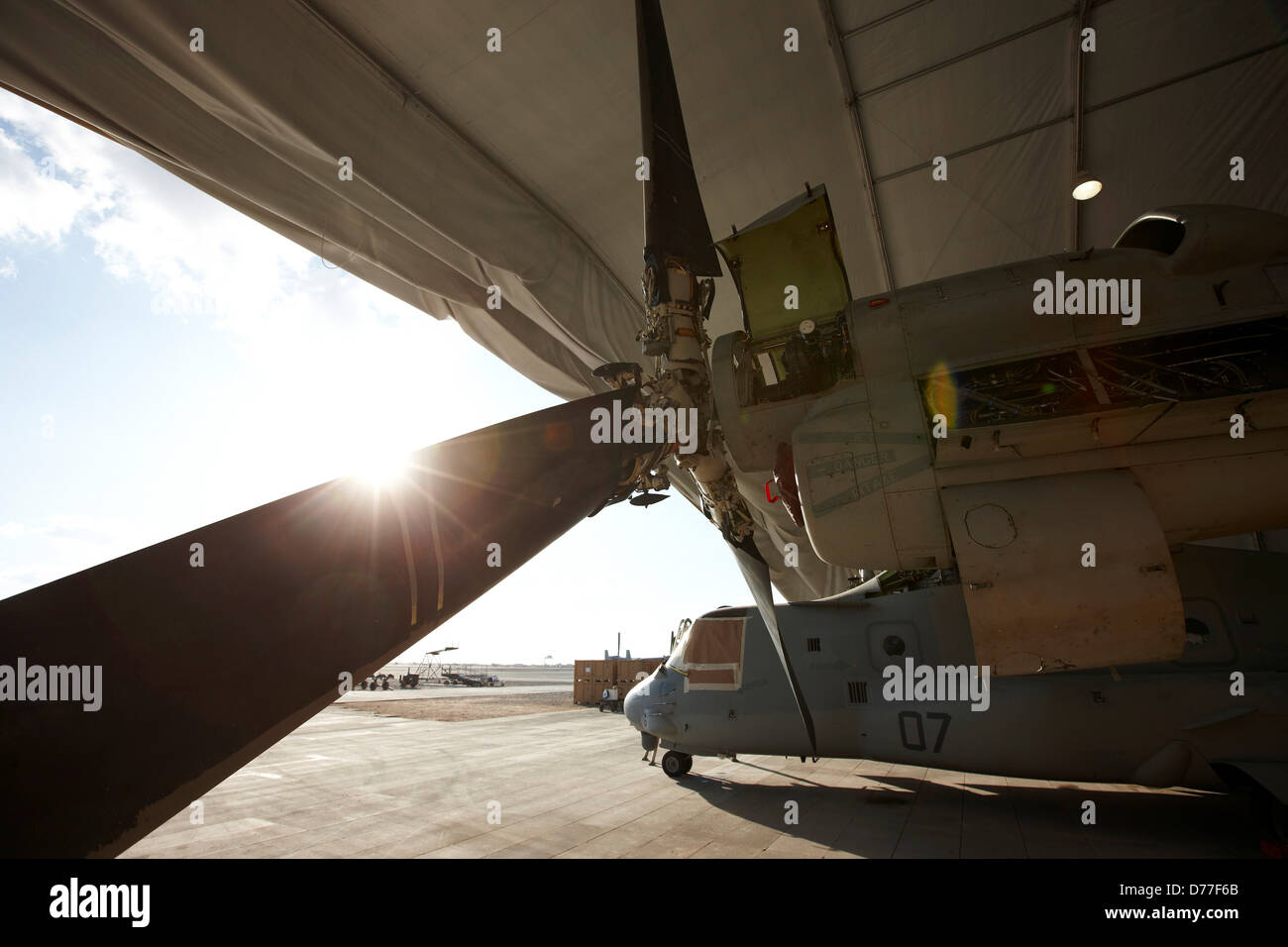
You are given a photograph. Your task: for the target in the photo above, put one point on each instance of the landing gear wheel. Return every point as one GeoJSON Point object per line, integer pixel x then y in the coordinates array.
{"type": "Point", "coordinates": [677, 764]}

***

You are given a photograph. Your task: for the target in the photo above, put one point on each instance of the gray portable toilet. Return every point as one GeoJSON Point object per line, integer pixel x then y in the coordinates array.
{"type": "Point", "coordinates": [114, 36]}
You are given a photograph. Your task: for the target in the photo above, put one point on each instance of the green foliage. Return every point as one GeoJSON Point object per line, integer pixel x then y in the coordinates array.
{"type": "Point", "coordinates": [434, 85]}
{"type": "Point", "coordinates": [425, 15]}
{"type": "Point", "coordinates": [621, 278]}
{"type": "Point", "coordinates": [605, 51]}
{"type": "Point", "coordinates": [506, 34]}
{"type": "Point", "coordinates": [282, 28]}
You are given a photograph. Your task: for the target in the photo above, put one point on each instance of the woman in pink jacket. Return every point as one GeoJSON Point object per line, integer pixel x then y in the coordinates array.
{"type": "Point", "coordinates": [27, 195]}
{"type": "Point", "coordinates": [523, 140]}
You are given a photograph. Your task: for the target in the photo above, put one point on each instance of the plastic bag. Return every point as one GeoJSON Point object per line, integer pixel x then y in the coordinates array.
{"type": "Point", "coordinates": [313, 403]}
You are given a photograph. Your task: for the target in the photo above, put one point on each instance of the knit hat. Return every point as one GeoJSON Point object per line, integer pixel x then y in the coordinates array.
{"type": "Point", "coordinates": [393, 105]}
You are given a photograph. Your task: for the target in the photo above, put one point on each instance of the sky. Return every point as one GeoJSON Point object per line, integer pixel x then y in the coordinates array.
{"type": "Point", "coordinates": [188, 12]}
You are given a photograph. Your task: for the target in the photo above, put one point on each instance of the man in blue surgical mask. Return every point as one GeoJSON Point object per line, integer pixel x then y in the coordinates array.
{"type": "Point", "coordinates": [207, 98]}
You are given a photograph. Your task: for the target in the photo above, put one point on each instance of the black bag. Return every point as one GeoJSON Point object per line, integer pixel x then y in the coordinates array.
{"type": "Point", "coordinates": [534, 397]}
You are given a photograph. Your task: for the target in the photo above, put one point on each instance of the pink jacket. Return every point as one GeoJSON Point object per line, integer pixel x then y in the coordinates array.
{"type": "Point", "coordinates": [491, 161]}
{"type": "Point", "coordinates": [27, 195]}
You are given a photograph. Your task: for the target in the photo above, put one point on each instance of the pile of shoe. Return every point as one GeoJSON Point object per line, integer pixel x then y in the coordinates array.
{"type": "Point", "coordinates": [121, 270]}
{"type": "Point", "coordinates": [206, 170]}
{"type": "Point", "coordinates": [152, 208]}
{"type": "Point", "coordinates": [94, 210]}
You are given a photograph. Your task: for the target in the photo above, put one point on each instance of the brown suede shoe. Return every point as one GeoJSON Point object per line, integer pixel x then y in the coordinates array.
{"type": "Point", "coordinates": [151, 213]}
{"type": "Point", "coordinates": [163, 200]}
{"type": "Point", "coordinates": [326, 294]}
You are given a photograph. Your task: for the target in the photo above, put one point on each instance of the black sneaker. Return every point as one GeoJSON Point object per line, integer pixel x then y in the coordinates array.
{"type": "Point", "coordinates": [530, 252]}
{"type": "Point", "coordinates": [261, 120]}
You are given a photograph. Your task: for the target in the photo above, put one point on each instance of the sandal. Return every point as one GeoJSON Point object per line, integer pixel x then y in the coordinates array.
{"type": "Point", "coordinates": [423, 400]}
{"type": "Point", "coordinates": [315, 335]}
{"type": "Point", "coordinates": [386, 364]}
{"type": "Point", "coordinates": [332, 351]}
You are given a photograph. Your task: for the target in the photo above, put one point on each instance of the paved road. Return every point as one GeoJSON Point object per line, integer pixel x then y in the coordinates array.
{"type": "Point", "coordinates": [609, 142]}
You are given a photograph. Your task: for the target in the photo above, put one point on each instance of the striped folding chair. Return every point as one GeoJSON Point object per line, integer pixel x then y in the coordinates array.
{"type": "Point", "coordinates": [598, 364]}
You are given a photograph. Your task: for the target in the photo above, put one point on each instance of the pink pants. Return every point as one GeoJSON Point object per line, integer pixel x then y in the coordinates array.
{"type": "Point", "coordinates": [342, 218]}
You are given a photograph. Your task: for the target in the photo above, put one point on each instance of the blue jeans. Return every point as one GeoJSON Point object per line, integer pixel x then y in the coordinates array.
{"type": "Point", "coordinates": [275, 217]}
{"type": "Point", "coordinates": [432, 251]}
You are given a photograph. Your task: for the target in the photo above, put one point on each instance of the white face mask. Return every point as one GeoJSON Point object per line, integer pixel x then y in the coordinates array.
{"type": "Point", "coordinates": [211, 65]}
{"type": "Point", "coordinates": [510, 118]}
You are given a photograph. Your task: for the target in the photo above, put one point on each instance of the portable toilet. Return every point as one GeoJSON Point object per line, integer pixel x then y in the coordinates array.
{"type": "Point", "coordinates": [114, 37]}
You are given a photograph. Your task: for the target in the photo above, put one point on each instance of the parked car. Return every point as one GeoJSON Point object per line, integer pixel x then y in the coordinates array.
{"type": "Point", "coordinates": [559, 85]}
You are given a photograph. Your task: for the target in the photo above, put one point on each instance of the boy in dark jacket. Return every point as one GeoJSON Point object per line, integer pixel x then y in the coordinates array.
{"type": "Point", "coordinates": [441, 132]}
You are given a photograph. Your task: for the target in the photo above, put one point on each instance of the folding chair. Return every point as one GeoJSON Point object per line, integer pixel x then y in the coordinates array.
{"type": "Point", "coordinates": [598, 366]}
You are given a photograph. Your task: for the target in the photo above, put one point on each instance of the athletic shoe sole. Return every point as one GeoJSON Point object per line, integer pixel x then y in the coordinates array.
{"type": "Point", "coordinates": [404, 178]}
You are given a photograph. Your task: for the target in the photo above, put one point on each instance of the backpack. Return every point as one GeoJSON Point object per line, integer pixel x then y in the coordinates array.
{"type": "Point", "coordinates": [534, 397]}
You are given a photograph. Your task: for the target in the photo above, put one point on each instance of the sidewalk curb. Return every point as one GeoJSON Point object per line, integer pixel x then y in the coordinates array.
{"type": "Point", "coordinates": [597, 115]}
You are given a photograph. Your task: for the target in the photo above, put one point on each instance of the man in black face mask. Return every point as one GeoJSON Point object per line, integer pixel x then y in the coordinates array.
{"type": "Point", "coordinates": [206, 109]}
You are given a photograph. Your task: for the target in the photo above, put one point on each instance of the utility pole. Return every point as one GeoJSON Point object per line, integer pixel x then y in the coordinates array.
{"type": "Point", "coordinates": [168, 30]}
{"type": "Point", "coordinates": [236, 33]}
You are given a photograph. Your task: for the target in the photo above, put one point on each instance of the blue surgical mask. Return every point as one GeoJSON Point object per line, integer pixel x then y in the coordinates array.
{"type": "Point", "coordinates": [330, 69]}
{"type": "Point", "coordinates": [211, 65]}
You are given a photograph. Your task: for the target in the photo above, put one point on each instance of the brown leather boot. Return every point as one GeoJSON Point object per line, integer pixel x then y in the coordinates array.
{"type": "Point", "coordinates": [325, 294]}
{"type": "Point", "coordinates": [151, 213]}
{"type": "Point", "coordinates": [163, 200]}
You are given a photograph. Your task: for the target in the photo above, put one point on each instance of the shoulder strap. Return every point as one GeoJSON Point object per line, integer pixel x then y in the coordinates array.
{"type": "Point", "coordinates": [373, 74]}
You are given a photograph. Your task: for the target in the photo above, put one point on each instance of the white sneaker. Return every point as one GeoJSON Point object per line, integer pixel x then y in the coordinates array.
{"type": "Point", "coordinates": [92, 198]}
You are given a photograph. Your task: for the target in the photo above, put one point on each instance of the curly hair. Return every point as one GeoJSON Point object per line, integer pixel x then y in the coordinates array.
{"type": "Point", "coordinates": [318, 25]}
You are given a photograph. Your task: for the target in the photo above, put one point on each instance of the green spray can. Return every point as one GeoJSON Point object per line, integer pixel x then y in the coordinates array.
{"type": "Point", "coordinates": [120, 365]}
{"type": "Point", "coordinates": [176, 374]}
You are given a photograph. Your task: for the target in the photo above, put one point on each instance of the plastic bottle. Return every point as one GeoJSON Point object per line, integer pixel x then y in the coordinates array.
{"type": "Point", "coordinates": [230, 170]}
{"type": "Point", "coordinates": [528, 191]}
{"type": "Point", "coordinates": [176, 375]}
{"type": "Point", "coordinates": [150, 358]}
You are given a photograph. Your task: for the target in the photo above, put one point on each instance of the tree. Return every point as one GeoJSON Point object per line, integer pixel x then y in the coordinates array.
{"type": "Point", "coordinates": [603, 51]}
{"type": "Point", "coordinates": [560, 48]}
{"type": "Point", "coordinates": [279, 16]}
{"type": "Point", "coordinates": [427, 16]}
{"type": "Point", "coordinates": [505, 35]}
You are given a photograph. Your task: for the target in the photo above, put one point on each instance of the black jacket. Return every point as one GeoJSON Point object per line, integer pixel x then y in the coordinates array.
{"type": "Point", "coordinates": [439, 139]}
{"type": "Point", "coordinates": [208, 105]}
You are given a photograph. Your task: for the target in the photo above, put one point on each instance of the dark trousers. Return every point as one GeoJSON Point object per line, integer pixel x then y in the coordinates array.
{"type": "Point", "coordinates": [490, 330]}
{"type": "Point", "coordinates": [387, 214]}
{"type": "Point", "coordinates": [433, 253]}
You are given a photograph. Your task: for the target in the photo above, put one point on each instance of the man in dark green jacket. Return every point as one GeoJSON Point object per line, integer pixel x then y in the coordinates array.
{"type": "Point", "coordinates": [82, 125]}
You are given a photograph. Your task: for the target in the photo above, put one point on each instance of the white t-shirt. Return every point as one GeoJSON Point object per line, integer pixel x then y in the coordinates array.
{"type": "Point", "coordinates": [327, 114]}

***

**Task requirements**
Extract every line of the entries that contains the word "white", matching case exactly.

**Output of the exercise**
You are given a photograph. Your task: for the target in the photo above, put one point on each instance of the white face mask. Return every point as one GeoJSON Point object per line, integer pixel x then y in the coordinates array.
You are given a photograph. Your task: for the target in the photo above, put one point on each instance of the white sneaker. Return every point as one GeoJSON Point object per line, integer pixel x then y in the coordinates array.
You are given a photograph. Your task: for the target in the photo above, put one point on each instance of the white t-shirt. Return every point as one GeoJSON Point object per line, integer pixel x then y in the coordinates array.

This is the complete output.